<<<<
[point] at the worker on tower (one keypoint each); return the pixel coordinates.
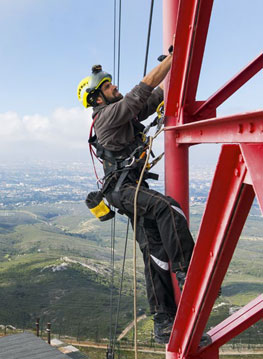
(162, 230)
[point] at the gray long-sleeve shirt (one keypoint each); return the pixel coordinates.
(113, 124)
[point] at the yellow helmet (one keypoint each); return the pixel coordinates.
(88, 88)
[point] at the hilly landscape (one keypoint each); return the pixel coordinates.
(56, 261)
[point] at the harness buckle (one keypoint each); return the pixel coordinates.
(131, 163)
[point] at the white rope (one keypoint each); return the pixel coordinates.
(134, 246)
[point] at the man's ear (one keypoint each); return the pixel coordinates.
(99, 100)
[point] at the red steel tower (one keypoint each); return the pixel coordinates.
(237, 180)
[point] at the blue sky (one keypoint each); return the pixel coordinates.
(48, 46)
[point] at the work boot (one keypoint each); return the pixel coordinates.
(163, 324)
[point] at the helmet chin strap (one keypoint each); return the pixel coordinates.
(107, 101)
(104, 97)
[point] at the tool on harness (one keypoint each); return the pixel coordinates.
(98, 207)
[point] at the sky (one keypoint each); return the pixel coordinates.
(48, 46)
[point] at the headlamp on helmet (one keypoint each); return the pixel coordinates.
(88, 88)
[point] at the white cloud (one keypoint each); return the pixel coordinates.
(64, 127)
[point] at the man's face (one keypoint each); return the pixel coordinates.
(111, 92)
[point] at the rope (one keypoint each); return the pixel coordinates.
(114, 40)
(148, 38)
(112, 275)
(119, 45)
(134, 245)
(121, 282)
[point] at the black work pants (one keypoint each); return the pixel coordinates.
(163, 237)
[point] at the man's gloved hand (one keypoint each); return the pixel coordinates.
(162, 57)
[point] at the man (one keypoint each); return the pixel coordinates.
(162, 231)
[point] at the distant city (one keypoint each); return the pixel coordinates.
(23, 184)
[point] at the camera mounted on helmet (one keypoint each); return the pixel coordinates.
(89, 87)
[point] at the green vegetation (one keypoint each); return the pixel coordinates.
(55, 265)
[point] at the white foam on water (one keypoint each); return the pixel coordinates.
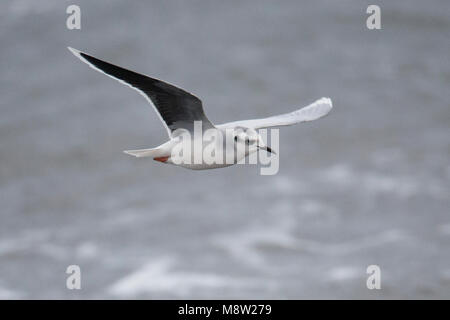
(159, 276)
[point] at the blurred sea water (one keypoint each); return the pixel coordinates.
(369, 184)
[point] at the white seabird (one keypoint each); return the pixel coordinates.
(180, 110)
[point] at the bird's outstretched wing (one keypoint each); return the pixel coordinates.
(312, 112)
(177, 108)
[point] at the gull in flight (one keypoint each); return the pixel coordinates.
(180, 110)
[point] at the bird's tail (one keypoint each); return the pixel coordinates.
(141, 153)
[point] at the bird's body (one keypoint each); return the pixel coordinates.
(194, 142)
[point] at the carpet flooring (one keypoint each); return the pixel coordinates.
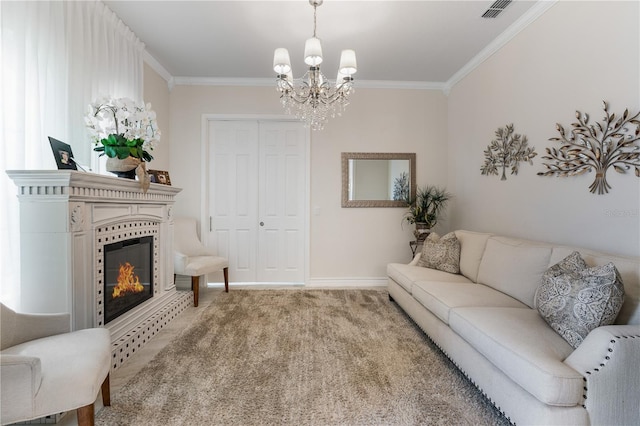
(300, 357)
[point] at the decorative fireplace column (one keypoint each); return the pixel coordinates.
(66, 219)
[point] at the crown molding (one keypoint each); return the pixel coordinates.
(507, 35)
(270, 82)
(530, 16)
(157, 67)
>>>>
<<<<
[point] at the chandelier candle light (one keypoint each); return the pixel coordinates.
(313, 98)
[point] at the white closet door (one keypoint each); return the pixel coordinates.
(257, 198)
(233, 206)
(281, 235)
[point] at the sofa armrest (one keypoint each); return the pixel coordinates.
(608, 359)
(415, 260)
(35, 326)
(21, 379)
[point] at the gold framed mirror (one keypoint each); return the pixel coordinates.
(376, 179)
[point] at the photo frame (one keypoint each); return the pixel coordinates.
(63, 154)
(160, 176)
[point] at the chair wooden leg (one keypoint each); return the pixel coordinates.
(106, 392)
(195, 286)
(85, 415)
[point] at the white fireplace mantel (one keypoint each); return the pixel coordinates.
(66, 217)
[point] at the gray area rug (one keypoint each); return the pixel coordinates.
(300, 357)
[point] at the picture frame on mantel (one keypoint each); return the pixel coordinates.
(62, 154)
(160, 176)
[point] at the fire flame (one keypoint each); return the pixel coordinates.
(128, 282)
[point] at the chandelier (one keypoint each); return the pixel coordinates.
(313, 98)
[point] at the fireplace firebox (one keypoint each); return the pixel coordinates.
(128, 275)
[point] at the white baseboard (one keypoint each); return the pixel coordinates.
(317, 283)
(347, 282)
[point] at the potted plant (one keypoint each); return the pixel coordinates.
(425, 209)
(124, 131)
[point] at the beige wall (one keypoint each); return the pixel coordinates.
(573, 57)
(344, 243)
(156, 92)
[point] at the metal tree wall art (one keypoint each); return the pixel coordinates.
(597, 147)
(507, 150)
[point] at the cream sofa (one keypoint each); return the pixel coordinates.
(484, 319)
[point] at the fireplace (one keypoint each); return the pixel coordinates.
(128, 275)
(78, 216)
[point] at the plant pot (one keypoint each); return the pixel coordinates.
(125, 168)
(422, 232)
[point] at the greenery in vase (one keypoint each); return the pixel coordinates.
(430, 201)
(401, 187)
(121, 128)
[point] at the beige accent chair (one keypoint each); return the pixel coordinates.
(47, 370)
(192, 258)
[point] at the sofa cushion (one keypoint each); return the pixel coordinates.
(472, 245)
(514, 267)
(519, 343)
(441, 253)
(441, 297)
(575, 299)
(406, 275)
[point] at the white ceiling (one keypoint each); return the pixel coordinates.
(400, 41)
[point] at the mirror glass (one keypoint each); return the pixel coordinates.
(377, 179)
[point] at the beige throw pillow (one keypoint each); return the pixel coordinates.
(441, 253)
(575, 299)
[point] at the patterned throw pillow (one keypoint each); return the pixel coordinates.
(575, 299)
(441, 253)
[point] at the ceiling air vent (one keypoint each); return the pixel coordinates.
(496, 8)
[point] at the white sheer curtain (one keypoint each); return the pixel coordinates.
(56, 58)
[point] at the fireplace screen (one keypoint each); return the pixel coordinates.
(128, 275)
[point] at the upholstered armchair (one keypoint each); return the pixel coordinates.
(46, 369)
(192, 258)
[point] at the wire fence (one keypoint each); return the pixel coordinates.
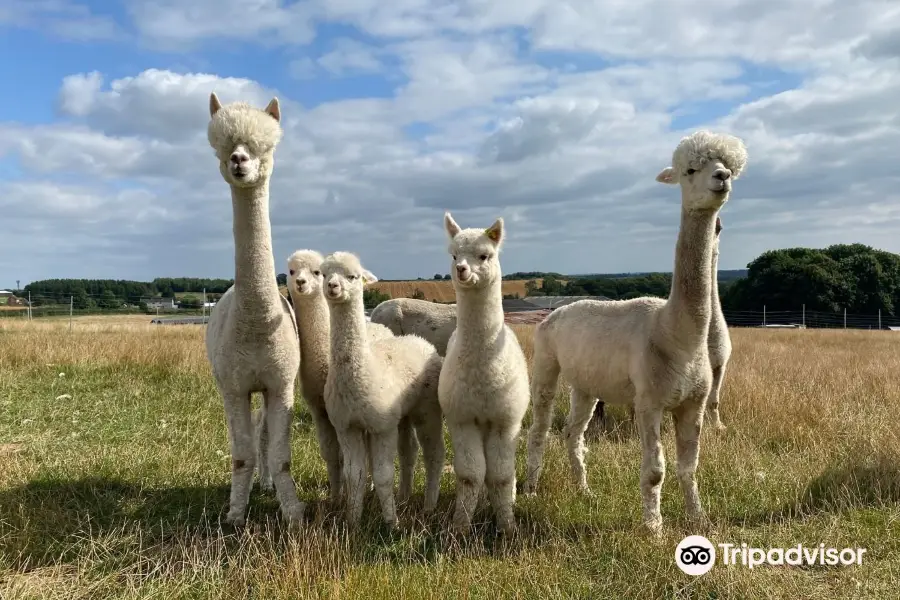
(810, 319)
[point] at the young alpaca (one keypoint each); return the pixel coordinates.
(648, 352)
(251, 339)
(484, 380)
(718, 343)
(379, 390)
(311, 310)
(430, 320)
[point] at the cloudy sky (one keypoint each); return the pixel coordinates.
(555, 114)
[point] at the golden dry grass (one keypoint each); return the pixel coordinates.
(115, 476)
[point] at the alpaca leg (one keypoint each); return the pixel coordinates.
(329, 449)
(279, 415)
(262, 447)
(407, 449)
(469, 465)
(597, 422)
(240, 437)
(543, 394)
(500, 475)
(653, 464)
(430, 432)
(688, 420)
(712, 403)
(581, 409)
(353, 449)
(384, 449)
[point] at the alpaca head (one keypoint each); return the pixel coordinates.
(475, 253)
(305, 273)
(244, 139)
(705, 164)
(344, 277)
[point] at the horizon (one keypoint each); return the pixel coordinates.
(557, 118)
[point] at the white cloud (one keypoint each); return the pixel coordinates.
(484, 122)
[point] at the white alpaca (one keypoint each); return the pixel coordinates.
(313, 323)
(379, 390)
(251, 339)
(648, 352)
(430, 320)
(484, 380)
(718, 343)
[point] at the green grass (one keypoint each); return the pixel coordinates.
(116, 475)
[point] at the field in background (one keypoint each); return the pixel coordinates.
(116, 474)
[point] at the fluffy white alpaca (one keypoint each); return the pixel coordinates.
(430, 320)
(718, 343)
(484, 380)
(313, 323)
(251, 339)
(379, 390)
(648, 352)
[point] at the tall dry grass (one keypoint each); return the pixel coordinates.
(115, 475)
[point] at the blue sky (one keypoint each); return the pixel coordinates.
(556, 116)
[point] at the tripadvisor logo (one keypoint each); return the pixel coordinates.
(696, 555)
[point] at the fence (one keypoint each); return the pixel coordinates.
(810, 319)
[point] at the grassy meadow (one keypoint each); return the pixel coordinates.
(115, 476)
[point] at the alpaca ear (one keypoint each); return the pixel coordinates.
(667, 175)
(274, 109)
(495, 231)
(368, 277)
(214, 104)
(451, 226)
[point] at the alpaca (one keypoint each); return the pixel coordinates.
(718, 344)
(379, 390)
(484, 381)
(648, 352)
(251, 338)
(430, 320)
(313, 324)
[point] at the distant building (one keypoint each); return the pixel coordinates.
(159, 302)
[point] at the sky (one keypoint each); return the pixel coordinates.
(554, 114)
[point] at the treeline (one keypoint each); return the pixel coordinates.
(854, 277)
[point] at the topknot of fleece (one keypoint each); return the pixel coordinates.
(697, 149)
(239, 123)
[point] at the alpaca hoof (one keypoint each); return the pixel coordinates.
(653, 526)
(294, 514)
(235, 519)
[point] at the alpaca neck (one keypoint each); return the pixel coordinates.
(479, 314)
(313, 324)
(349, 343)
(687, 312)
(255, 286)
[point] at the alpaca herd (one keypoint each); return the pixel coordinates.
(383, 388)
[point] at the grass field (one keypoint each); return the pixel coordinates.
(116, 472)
>>>>
<<<<
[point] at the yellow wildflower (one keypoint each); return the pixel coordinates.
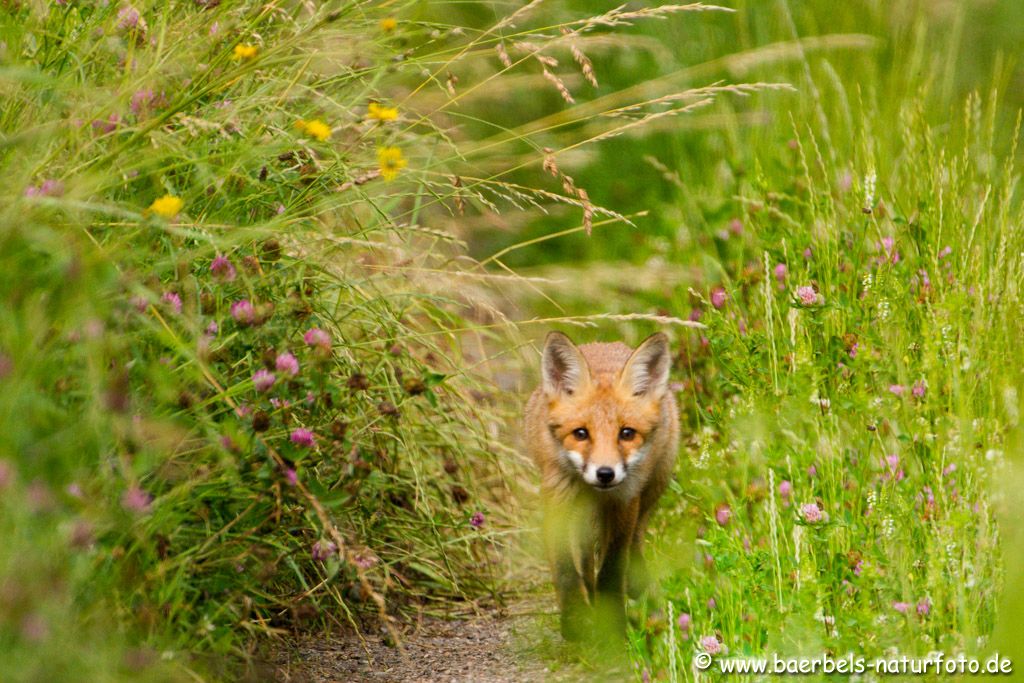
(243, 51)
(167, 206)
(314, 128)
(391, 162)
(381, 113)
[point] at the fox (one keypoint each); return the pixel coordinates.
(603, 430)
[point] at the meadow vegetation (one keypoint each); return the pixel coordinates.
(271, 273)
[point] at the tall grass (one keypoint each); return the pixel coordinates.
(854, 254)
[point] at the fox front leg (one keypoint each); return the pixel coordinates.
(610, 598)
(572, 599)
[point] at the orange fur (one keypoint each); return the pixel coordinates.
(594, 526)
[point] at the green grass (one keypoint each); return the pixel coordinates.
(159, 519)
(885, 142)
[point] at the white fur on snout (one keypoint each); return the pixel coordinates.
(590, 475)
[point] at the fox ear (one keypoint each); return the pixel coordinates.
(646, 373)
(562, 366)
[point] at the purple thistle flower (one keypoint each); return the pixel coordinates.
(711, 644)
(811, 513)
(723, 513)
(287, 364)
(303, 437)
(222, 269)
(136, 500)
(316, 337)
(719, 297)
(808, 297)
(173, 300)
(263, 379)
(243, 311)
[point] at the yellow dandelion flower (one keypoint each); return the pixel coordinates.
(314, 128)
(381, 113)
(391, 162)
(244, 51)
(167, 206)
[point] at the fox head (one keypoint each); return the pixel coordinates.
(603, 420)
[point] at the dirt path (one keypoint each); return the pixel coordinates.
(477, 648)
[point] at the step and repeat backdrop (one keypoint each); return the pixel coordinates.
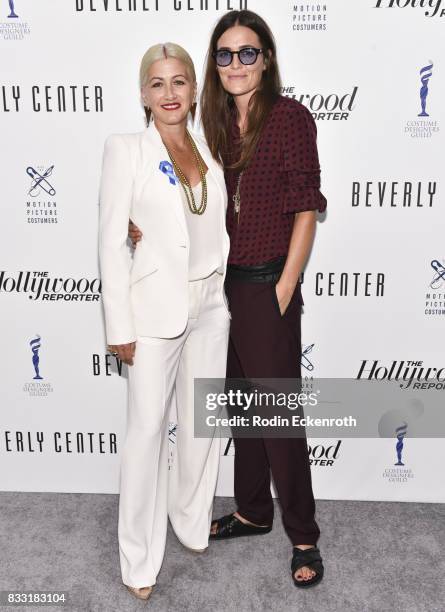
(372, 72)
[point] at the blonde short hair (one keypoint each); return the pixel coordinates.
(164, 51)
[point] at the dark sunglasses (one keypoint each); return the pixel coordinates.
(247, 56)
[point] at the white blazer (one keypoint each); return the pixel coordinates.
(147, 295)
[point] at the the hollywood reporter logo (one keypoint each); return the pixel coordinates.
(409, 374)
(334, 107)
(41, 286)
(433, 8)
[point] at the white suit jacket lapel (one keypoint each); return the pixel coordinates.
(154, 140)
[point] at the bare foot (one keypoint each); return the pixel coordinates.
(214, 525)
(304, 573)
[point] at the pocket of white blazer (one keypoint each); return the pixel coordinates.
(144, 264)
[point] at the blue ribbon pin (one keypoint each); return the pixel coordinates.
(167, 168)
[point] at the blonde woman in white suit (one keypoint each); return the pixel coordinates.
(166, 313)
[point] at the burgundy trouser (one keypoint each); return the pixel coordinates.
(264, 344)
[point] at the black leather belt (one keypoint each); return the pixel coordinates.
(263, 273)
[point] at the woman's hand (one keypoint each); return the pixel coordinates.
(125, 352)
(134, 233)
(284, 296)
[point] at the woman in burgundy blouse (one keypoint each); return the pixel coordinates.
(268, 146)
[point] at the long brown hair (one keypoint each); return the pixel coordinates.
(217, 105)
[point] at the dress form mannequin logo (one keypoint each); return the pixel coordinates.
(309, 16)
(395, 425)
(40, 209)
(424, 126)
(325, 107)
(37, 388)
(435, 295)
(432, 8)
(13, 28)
>>>>
### THE PROBLEM
Return each line of the data above that contains the string "blazer". Case counts, so a line matches only when its capitalization is identical.

### EXERCISE OUTPUT
[point] at the white blazer (one keypoint each); return the pixel coordinates.
[point] at the pocket of white blazer (one keypoint each); return the pixel coordinates.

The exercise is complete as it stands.